Location labeling records
----------

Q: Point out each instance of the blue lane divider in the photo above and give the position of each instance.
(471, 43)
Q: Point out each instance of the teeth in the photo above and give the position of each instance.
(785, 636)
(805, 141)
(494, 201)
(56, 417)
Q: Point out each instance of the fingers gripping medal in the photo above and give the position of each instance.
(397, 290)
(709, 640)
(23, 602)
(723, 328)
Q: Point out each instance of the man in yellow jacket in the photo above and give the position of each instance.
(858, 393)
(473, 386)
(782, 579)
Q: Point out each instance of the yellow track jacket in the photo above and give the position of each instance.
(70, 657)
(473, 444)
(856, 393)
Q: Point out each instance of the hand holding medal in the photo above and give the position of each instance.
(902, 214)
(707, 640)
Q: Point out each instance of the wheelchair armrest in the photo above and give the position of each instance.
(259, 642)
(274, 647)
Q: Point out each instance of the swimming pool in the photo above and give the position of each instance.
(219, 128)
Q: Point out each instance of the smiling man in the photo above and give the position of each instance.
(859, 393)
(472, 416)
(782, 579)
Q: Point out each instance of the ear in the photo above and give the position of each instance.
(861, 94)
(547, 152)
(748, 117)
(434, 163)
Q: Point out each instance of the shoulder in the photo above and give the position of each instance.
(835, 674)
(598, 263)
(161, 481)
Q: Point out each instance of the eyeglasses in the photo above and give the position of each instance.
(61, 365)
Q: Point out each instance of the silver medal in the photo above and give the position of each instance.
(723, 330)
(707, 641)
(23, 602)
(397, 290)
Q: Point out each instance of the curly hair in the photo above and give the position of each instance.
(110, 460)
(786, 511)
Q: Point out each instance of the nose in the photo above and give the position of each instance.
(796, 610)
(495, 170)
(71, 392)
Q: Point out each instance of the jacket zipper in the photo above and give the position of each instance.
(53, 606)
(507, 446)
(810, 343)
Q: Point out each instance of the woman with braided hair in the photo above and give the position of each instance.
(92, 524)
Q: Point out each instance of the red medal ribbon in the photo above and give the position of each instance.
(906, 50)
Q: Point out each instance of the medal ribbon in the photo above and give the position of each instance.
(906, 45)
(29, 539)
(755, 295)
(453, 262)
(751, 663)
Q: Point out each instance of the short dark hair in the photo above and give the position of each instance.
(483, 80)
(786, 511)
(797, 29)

----------

◆ Required task
Format every line of the listing above as a numbered list, omitting any blank lines.

◆ Output of the exercise
1. Q: Point out each instance of the blue lane divider in the photo above and give the position of each instance.
2. (471, 43)
3. Q: Point out each instance of the teeth in the photo above and give the position of each instance.
4. (785, 636)
5. (805, 141)
6. (494, 201)
7. (56, 417)
8. Q: Point out each instance of the fingers gripping medal in the photo above and give the position of each instance.
9. (397, 290)
10. (709, 640)
11. (23, 602)
12. (723, 328)
13. Q: Point out each instance of the man in yellow jacket in the photo above and give the position of each instance.
14. (858, 393)
15. (473, 386)
16. (782, 579)
17. Q: Point out each instance of the yellow track jacket in the photo above and give the position of each instance.
18. (70, 657)
19. (473, 444)
20. (856, 393)
21. Q: Point out each instance of the hand holding medal in the photo above and give the position of each instance.
22. (902, 214)
23. (707, 640)
24. Q: Point out each instance of the wheelchair armrest in the photo above and give the position of each instance.
25. (259, 642)
26. (274, 647)
27. Q: Point out each instance of the swimming pool in the photo above and give the position of each instance.
28. (219, 128)
29. Q: Point out each instance of the smiling man in the photo above and give the position of each instance.
30. (859, 393)
31. (472, 416)
32. (782, 579)
33. Q: Point out each instance of the ear in the photo above and give the position of each instance.
34. (861, 94)
35. (547, 152)
36. (748, 117)
37. (434, 163)
38. Q: Point out each instance of the shoulder in the photo above and give the position of each instance.
39. (835, 674)
40. (598, 263)
41. (161, 481)
42. Q: Point out each instance of the eyeglasses in the photo above and give the position of each instance.
43. (61, 365)
44. Q: Point out each instance of the silver medal in the photo above and give the position of each instance.
45. (723, 330)
46. (707, 641)
47. (23, 602)
48. (397, 290)
49. Q: Point out each instance of the curly hair in the photo above and give the position of each instance.
50. (110, 460)
51. (786, 511)
52. Q: Point out each instance of the nose in the photo above and give the position of each instance.
53. (796, 610)
54. (495, 170)
55. (71, 392)
56. Q: Point out each instance of the jacket zipper in the photo above and give the position of each instance.
57. (53, 606)
58. (507, 446)
59. (810, 343)
60. Q: Point out each instance of the woman with braided hair in the photo above and give the position of each instance.
61. (92, 524)
62. Q: Point out each instance of the red medal ribbon in the photo above and give the position of each instance.
63. (906, 50)
64. Q: Point out each instance of the medal ribbon in the photo above and give the position of each instance.
65. (906, 45)
66. (29, 539)
67. (755, 295)
68. (453, 262)
69. (751, 663)
70. Q: Point out each instance of the short dark hair in the photo above and give the position of each instance.
71. (483, 80)
72. (786, 511)
73. (797, 29)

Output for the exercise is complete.